- **TEXT EXTRACT**:
# Weather resistant GFCI



## Chris1971 (Dec 27, 2010)

Peter D said:


> I had a Leviton TR/WR GFCI go bad on me the other day. So I took it apart and sure enough the coil was melted down.
> 
> But, that's not what was interesting. It seems that all that makes it "WR" are stainless mounting screws and a stainless mounting strap. Otherwise, all the internal components looked exactly the same as a regular Leviton GFCI. Here I was thinking they might have encapsulated the circuit board or something like that, but no. I guess you don't get much for $3 more than a regular GFCI. :no:


 
The $3.00 extra probably pays for the UL rating to make it WR.


----------



## user4818 (Jan 15, 2009)

Seriously, if all that's different about it is a stainless mounting strap and screws, I don't see how that is going to prevent weather related failure down the road.


----------



## McClary’s Electrical (Feb 21, 2009)

Peter D said:


> Seriously, if all that's different about it is a stainless mounting strap and screws, I don't see how that is going to prevent weather related failure down the road.

- **INSTRUCTIONS TO FOLLOW**: Which usernames appear in the weather-resistant GFCI thread, counting both the authors of posts and anyone quoted?

[Object pointing dataset rows]
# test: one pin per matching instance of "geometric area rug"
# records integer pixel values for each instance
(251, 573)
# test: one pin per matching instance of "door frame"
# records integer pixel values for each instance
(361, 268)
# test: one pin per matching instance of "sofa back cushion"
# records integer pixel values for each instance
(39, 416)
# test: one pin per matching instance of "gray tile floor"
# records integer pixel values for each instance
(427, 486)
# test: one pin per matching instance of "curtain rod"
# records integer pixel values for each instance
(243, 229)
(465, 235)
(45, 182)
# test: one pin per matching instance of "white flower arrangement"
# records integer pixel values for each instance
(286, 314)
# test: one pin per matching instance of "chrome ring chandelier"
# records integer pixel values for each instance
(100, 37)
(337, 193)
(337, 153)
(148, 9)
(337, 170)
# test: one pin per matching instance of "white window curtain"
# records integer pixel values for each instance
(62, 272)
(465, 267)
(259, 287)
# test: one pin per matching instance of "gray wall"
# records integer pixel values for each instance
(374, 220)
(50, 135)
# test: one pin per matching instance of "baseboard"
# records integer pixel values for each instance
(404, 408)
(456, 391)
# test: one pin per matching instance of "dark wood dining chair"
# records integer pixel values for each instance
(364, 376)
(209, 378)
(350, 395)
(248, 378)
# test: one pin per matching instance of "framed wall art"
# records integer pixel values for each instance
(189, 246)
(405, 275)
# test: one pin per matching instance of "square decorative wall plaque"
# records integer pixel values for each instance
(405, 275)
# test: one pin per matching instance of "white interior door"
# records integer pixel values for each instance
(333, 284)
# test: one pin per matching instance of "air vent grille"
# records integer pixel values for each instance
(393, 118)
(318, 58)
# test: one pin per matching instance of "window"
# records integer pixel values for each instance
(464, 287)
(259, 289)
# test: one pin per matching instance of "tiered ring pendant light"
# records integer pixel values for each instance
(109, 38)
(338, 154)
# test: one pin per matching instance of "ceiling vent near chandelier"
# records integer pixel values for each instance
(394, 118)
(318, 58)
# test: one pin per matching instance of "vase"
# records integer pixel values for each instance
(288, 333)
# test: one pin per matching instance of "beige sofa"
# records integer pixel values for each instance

- **RESULT OF THIS EXERCISE**:
- Chris1971
- Peter D
- user4818
- McClary’s Electrical